» DATA FOR THIS TASK
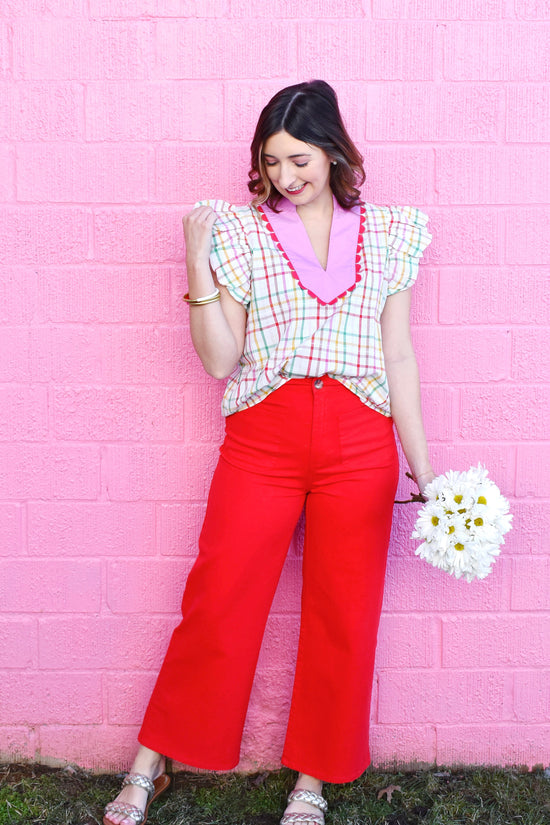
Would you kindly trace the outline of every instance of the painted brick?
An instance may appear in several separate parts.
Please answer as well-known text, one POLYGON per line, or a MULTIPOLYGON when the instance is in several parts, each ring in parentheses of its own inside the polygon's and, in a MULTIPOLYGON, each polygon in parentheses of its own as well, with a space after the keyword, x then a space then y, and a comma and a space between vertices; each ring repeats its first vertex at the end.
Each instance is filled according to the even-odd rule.
POLYGON ((34 620, 13 616, 0 619, 0 662, 3 669, 35 667, 37 654, 37 628, 34 620))
POLYGON ((42 725, 40 757, 49 764, 71 762, 91 771, 130 770, 136 755, 137 727, 42 725))
MULTIPOLYGON (((539 410, 539 415, 544 417, 544 411, 539 410)), ((516 495, 546 498, 550 490, 549 462, 550 445, 548 443, 520 444, 518 446, 516 495)))
MULTIPOLYGON (((548 278, 550 287, 550 274, 548 278)), ((546 294, 548 295, 546 290, 546 294)), ((550 316, 549 316, 550 317, 550 316)), ((523 381, 529 364, 529 380, 548 384, 550 378, 550 326, 518 329, 513 333, 512 378, 523 381)))
POLYGON ((13 207, 0 211, 2 263, 64 264, 86 258, 88 228, 83 209, 13 207))
POLYGON ((150 503, 31 501, 29 553, 34 556, 143 556, 155 551, 150 503))
POLYGON ((506 140, 543 143, 550 140, 548 84, 515 85, 506 89, 506 140))
POLYGON ((0 498, 95 499, 98 492, 97 447, 0 445, 0 498))
POLYGON ((0 562, 2 607, 13 613, 90 613, 99 609, 101 567, 96 561, 25 559, 0 562))
POLYGON ((373 16, 399 20, 499 20, 505 16, 502 0, 373 0, 373 16))
MULTIPOLYGON (((257 14, 261 14, 259 8, 257 14)), ((288 80, 288 85, 292 82, 288 80)), ((249 145, 261 110, 285 84, 286 81, 282 79, 267 78, 262 83, 250 80, 229 80, 224 89, 224 137, 226 140, 241 141, 249 145)), ((342 103, 341 108, 344 111, 342 103)), ((206 134, 203 133, 203 137, 206 137, 206 134)))
POLYGON ((458 439, 453 444, 434 444, 432 459, 437 472, 447 470, 467 470, 481 462, 489 470, 489 476, 498 484, 505 496, 515 493, 516 452, 515 446, 502 443, 462 444, 458 439))
POLYGON ((0 23, 0 80, 10 77, 11 67, 10 29, 7 23, 0 23))
POLYGON ((15 159, 11 146, 0 146, 0 201, 15 199, 15 159))
POLYGON ((247 147, 230 147, 219 153, 217 145, 182 146, 161 143, 156 152, 155 194, 161 203, 193 204, 219 193, 220 178, 225 192, 217 195, 236 203, 246 203, 250 194, 246 186, 250 166, 247 147))
POLYGON ((550 56, 545 24, 456 23, 445 37, 446 80, 544 81, 550 56), (475 59, 474 59, 475 56, 475 59))
POLYGON ((112 613, 169 613, 176 616, 191 564, 191 559, 111 562, 107 566, 106 603, 109 609, 112 613))
POLYGON ((301 595, 302 560, 288 555, 275 591, 271 612, 273 614, 299 616, 301 595))
POLYGON ((428 768, 435 763, 433 725, 371 725, 369 740, 374 768, 428 768))
POLYGON ((106 263, 181 261, 181 209, 97 209, 95 259, 106 263))
POLYGON ((415 203, 429 201, 433 191, 433 155, 422 148, 380 148, 367 146, 363 152, 367 182, 366 200, 372 203, 415 203))
POLYGON ((158 670, 173 626, 169 619, 133 614, 43 618, 38 627, 40 667, 158 670))
POLYGON ((550 397, 542 386, 485 386, 461 390, 460 435, 475 440, 529 441, 548 436, 550 397), (498 411, 488 416, 488 410, 498 411))
POLYGON ((0 441, 44 441, 48 436, 45 386, 0 385, 0 441))
POLYGON ((550 147, 436 149, 439 203, 547 203, 550 147))
POLYGON ((21 144, 17 196, 29 202, 139 203, 149 194, 146 147, 21 144))
POLYGON ((105 479, 113 500, 204 499, 217 460, 217 449, 109 445, 105 479))
POLYGON ((504 675, 482 671, 384 671, 378 722, 414 725, 500 721, 504 675))
POLYGON ((300 626, 293 616, 270 616, 267 620, 258 670, 276 667, 281 673, 294 673, 300 626))
POLYGON ((510 378, 512 336, 509 330, 423 327, 414 330, 413 338, 424 382, 489 383, 510 378), (437 358, 433 357, 434 351, 437 358), (452 369, 442 368, 450 364, 452 369))
POLYGON ((432 80, 434 32, 431 23, 311 22, 299 38, 298 69, 346 80, 432 80))
POLYGON ((550 19, 550 7, 546 0, 515 0, 515 12, 524 20, 550 19))
POLYGON ((433 241, 424 253, 428 264, 499 263, 499 215, 491 209, 428 208, 433 241))
POLYGON ((503 94, 502 89, 483 85, 370 84, 366 88, 366 138, 494 141, 503 94))
POLYGON ((30 761, 36 757, 37 736, 28 726, 0 725, 0 759, 2 762, 30 761))
POLYGON ((3 83, 0 138, 78 140, 84 135, 84 92, 77 83, 3 83))
POLYGON ((550 722, 550 671, 514 673, 514 716, 518 722, 550 722))
MULTIPOLYGON (((25 290, 22 290, 25 292, 25 290)), ((50 331, 43 327, 0 327, 0 381, 45 381, 51 373, 50 331)))
POLYGON ((435 323, 438 316, 439 270, 422 266, 411 298, 411 324, 435 323))
POLYGON ((0 17, 82 17, 86 0, 3 0, 0 17))
POLYGON ((91 17, 223 17, 228 0, 89 0, 91 17), (184 13, 183 13, 184 12, 184 13))
POLYGON ((550 725, 453 725, 437 727, 439 765, 496 765, 548 762, 550 725))
POLYGON ((51 373, 61 383, 179 384, 204 375, 179 328, 59 326, 51 334, 51 373))
POLYGON ((395 556, 388 562, 384 611, 390 614, 462 613, 505 609, 505 569, 502 559, 496 561, 486 579, 465 582, 436 570, 414 556, 414 548, 417 545, 412 540, 410 546, 408 558, 395 556))
MULTIPOLYGON (((38 278, 36 271, 31 267, 14 265, 0 266, 0 324, 27 324, 40 313, 38 300, 38 278)), ((27 338, 32 335, 30 327, 20 328, 16 335, 27 338)), ((36 335, 36 332, 34 332, 36 335)), ((23 344, 21 344, 23 348, 23 344)), ((22 352, 19 352, 19 357, 22 352)), ((3 358, 6 357, 5 352, 3 358)), ((15 366, 15 365, 14 365, 15 366)), ((6 364, 4 364, 4 368, 6 364)), ((0 367, 1 374, 1 367, 0 367)))
POLYGON ((424 387, 422 408, 428 441, 451 441, 455 431, 457 393, 441 386, 424 387))
POLYGON ((87 724, 101 721, 101 683, 95 674, 5 671, 0 680, 3 724, 87 724), (40 676, 40 678, 38 678, 40 676))
POLYGON ((514 514, 514 552, 533 555, 546 552, 550 536, 548 501, 515 499, 510 509, 514 514))
POLYGON ((57 388, 53 414, 58 439, 179 441, 183 438, 183 389, 57 388))
POLYGON ((218 82, 137 81, 86 87, 88 140, 204 140, 221 134, 222 124, 218 82))
POLYGON ((167 78, 286 78, 296 68, 295 29, 273 20, 160 21, 156 47, 158 70, 167 78), (269 60, 267 42, 277 43, 269 60))
POLYGON ((0 502, 0 556, 22 555, 26 551, 23 517, 20 504, 0 502))
POLYGON ((143 714, 153 689, 155 676, 150 673, 109 674, 107 691, 107 721, 111 725, 141 725, 143 714))
POLYGON ((534 267, 443 270, 439 320, 444 324, 547 324, 550 289, 544 285, 548 280, 547 272, 534 267))
POLYGON ((198 552, 204 511, 204 504, 157 504, 157 553, 194 559, 198 552))
POLYGON ((506 213, 506 260, 546 264, 550 255, 550 209, 520 208, 506 213))
POLYGON ((550 656, 546 617, 460 616, 442 619, 443 666, 544 667, 550 656))
POLYGON ((221 381, 205 381, 185 388, 185 443, 221 444, 225 418, 221 414, 221 381))
MULTIPOLYGON (((34 274, 34 273, 33 273, 34 274)), ((90 266, 38 270, 44 320, 150 323, 170 318, 170 267, 90 266)))
POLYGON ((377 669, 436 666, 439 635, 439 624, 430 616, 385 613, 378 631, 377 669))
POLYGON ((153 33, 146 22, 20 19, 13 24, 14 75, 19 80, 146 80, 153 65, 153 33))
POLYGON ((278 19, 304 18, 305 20, 357 20, 366 17, 366 3, 361 0, 340 0, 327 6, 323 0, 266 0, 258 6, 254 0, 231 0, 232 17, 276 17, 278 19))

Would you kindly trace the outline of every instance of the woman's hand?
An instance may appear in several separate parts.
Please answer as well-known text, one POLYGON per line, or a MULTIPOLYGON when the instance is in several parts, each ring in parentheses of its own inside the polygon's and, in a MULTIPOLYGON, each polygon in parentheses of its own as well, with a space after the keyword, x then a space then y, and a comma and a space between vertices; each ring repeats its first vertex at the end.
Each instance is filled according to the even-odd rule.
POLYGON ((414 480, 416 481, 418 489, 420 490, 422 495, 424 495, 424 490, 426 489, 426 487, 428 486, 430 481, 434 480, 434 478, 435 478, 435 473, 431 468, 429 470, 425 470, 423 473, 419 473, 419 475, 415 476, 414 480))
POLYGON ((212 227, 216 213, 210 206, 197 206, 183 216, 186 260, 188 266, 208 264, 212 247, 212 227))

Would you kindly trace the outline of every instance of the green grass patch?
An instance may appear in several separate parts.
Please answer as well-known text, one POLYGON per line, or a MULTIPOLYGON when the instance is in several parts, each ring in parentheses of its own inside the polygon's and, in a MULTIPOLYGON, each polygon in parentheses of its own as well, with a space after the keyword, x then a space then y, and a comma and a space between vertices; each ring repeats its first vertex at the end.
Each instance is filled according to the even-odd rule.
MULTIPOLYGON (((0 766, 0 825, 99 825, 121 776, 0 766)), ((295 774, 177 773, 148 825, 278 825, 295 774)), ((326 785, 327 825, 550 825, 543 771, 469 768, 368 770, 326 785)))

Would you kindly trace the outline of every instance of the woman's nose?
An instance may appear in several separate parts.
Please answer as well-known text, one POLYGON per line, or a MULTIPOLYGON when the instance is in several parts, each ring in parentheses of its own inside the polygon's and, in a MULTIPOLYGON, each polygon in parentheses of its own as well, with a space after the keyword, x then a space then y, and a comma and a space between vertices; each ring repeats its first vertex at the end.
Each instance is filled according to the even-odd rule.
POLYGON ((279 175, 279 183, 285 188, 296 180, 296 174, 291 166, 281 164, 281 172, 279 175))

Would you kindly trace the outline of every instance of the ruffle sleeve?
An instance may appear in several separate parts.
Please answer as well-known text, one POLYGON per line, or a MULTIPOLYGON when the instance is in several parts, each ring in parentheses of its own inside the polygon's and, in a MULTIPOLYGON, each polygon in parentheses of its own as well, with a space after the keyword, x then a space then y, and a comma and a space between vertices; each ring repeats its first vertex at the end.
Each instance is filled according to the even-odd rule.
POLYGON ((388 256, 384 277, 388 295, 409 289, 416 281, 418 264, 432 236, 428 216, 414 206, 389 207, 388 256))
POLYGON ((250 273, 252 254, 239 215, 239 207, 222 200, 203 200, 197 206, 210 206, 217 214, 212 229, 210 266, 218 283, 227 287, 230 295, 247 307, 250 303, 250 273))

» PROBLEM DESCRIPTION
If a line in the data holds the string "kindly", copy that line.

» PROBLEM SOLUTION
Would you kindly trace the outline of every instance of the painted brick?
Would you kindly trace the outline of every instance of the woman's hand?
Would you kindly trace the outline of every instance of the green grass patch?
Would you kindly trace the outline of every instance of the woman's nose?
Would you kindly trace the outline of every instance of the ruffle sleeve?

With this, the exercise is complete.